**Problem statement**
Answer these questions using the text on baker pay below.
1. For how many positions does the report give pay information?
2. In which US city do bakers earn the highest hourly pay?
3. What percentage of US bakers believe their salaries are enough for the cost of living in their area?

**Document text**
The report spans nearly 150 pages of data, covering company profiles, pay practices, benefits and pay information for 34 positions from 36 manufacturers and supplier organisations across the US and Canada.
The data has been collected from all segments of the two industries, including bread and rolls, potato and tortilla chips, cakes and pies, cookies and crackers, sweet goods and tortillas.
It also includes info on corporate, division and plant management positions with salary broken down by both region and plant size.
As of 12 March 2022, data from global employment platform Indeed reported the average base salary for an American baker is $15.70 per hour, versus £11.54 ($15.08) in the UK, €10 ($10.98) in France and NOR 130 ($14.46) in Norway.
In the US, New Yorkers earn the highest (around $17.98 per hour), followed by bakers in LA ($17.23/h) and Portland, Oregon ($16.29/h). The highest payers are Walmart ($19.37/h), Bimbo Bakers USA ($18.70/h), and retailers New Seasons Market ($17.83/h) and Wegmans Food Markets ($17.34/h).
Obviously, pay rises with years of experience, along with skills and seniority. For example, bakery managers, pastry cook and mixer are typically on a par at around $19.50/h, while the support base of cake decorators and bakery assistants come in at around $15.00/h.
To really make the most of a career in bakery, a Food Science degree will add 67.38% to a salary, while catering experience should bump it up by 50.72%.
According to Indeed, though, based on 6,800 ratings, only 32% of US bakers believe their salaries are enough for the cost of living in their area.

**Extracted information**
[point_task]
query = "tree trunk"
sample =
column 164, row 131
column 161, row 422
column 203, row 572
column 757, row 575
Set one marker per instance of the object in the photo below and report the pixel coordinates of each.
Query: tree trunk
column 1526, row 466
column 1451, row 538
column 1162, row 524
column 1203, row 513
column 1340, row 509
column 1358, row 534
--
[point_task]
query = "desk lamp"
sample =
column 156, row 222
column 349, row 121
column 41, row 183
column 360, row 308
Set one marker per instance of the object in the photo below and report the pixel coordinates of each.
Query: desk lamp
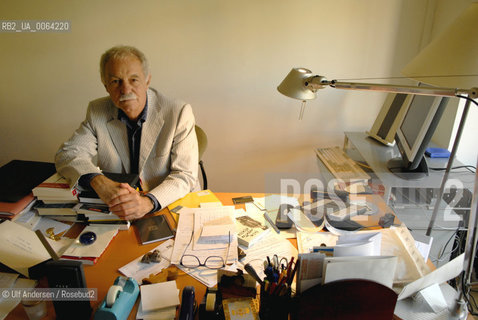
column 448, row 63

**Written solution**
1. 34 positions.
2. New York, at around $17.98 per hour.
3. 32%.